SHORT PROBLEM
Quote the listing below in its entirety, omitting every image.

DATA
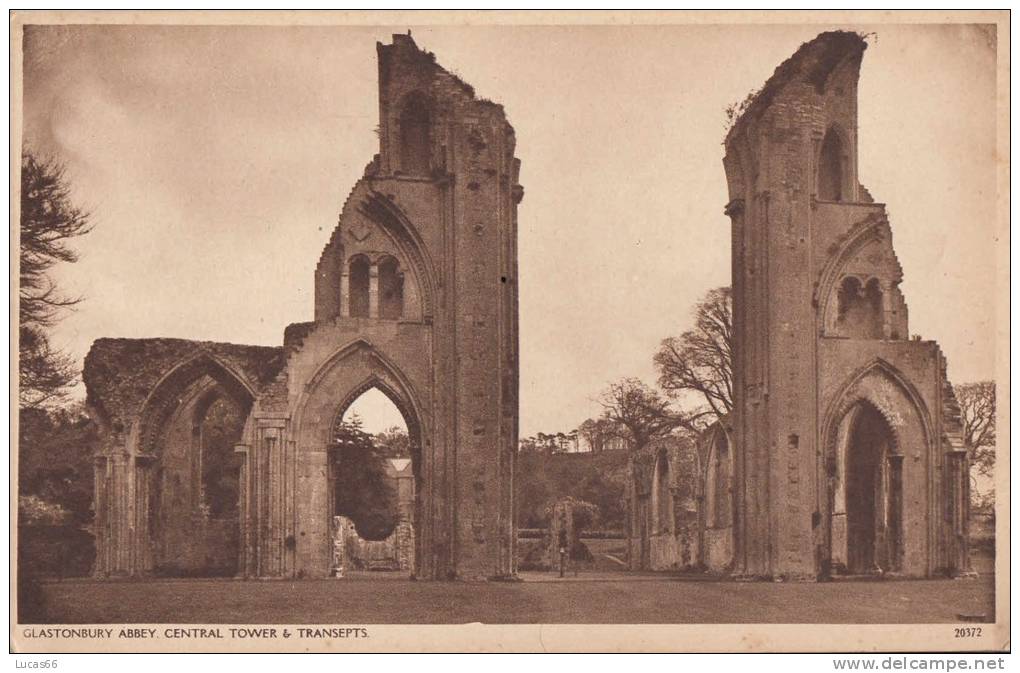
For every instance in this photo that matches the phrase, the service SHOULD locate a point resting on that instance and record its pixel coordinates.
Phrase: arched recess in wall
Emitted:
(187, 481)
(904, 424)
(662, 496)
(339, 381)
(391, 279)
(859, 309)
(414, 137)
(873, 228)
(358, 270)
(719, 489)
(832, 168)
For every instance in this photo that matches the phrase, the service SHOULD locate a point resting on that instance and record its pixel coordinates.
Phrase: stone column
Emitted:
(345, 291)
(373, 291)
(101, 499)
(886, 309)
(244, 511)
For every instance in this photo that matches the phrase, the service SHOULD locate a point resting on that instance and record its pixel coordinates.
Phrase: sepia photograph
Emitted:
(335, 326)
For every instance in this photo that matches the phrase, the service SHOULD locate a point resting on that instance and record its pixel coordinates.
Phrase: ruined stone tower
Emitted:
(848, 456)
(415, 296)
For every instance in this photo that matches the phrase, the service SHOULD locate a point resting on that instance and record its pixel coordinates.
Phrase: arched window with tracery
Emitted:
(391, 289)
(830, 168)
(358, 289)
(859, 309)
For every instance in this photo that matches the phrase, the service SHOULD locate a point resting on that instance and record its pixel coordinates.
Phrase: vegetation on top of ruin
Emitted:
(814, 60)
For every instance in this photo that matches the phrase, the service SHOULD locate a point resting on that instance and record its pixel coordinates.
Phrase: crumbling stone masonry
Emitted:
(415, 295)
(847, 448)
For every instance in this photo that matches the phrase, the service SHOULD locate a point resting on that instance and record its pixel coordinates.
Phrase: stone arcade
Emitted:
(415, 295)
(844, 452)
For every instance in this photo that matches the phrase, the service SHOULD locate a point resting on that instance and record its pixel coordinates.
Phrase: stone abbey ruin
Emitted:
(843, 453)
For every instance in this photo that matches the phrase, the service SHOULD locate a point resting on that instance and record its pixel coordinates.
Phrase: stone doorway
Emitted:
(868, 538)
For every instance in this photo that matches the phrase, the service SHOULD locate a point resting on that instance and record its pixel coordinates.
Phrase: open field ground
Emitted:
(542, 598)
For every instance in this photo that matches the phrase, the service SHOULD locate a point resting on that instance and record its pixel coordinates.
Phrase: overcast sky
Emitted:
(215, 161)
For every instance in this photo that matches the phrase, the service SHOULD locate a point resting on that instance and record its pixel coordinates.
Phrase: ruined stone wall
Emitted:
(815, 300)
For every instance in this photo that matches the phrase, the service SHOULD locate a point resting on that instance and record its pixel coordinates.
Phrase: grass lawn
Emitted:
(591, 598)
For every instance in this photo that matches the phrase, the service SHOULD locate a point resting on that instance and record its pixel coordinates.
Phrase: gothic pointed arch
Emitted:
(165, 396)
(850, 394)
(406, 236)
(872, 228)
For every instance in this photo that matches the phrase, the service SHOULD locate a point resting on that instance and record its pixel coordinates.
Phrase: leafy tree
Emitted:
(49, 222)
(597, 431)
(643, 412)
(361, 487)
(701, 360)
(221, 429)
(977, 407)
(393, 443)
(55, 459)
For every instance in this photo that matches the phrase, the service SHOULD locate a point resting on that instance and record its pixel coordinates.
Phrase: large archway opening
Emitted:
(374, 490)
(868, 496)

ANSWER TO THIS PROBLEM
For every instance in this photo that matches the phrase, the service SHOULD locate a point resting on that instance and record its pixel coordinates.
Phrase: arched recess in wall
Emitted:
(187, 481)
(904, 424)
(662, 496)
(339, 381)
(391, 279)
(859, 309)
(414, 137)
(873, 228)
(358, 270)
(719, 489)
(832, 168)
For every instance in this photo that matches the phrase, the service SHOULD locate a point resting on that instance and record its pixel coordinates.
Phrase: stone column
Emitted:
(345, 291)
(373, 291)
(101, 499)
(886, 309)
(244, 511)
For every instance in this photo that matches the phrase, the service SHOULD locate a point resting on that instance and record its pixel coordinates.
Phrase: sepia photograph
Emitted:
(335, 326)
For every instance in this photo that matches the phrase, the service SHOULD locate a point resting on that instance and record its pixel coordinates.
Phrase: ruined stone tower
Emitted:
(848, 456)
(415, 296)
For every instance in this photo that matches the phrase, the service SHOULD locate a point resting on that instance and record its pixel coordinates.
Phrase: arched window with tracery
Emitted:
(391, 289)
(830, 168)
(358, 289)
(859, 309)
For every instance in this photo that matches the phrase, the service SHOULD locate a point resting on that instance and record its pixel coordinates.
Phrase: vegetation on top of ruin
Emitted:
(814, 60)
For every instance in this photo that matches the phrase, the service SHOULD locate a point resting on that instance and record its pixel coordinates.
Phrase: crumbling stone masonry
Emitted:
(415, 295)
(847, 448)
For every instance in this photo that matches the phrase, the service SHOULD locate a point resting on that instance and record its pixel coordinates.
Phrase: stone arcade
Emitted:
(415, 295)
(844, 452)
For every instance in this photo that matches the phrase, the service SHOULD locate a point resting on that instance and record its pixel coordinates.
Phrase: stone abbey ruin
Emitted:
(843, 453)
For every instance in this photo that matches the phrase, the service SHOULD locate a point resting on that instance and record its pixel coordinates.
Phrase: stone doorway
Emitted:
(868, 538)
For every instance in this photo that matches the phrase, the service SHOULD locate a point resting on that instance and record its pixel coordinates.
Phrase: open field ground
Emitted:
(542, 598)
For every instance in this photo that matches the phrase, the service SHOULD locate a point resting on that instance and record its pixel coordinates.
Phrase: overcast sky
Emitted:
(215, 161)
For every instance in this photo that matches the phrase, the service SHOULD locate a point resting on that instance and record its pixel coordinates.
Phrase: ruined stone wall
Emitted:
(815, 300)
For every instance in this photo that matches the phrase, the service SHOULD locate a point resting on that instance and record its pixel coordinates.
Phrase: grass lawn
Emitted:
(591, 598)
For every instance in this photo that matches the phrase, the service SHOULD locate a point resting on that instance and record its pixel coordinates.
Phrase: gothic pointed arch
Emitted:
(165, 396)
(850, 394)
(406, 236)
(872, 228)
For every instance in this photo that matches the phrase, the service SHOULD locate a point resting on that instance and record its pixel coordinates.
Phrase: leafy tree
Emitted:
(49, 222)
(597, 431)
(643, 412)
(361, 487)
(701, 360)
(221, 429)
(977, 407)
(393, 443)
(55, 459)
For every instance in this photo that matches the phrase, the service SHOULD locate a point resting on that instance and record its pixel coordinates.
Phrase: large archway opening
Emitted:
(374, 490)
(868, 496)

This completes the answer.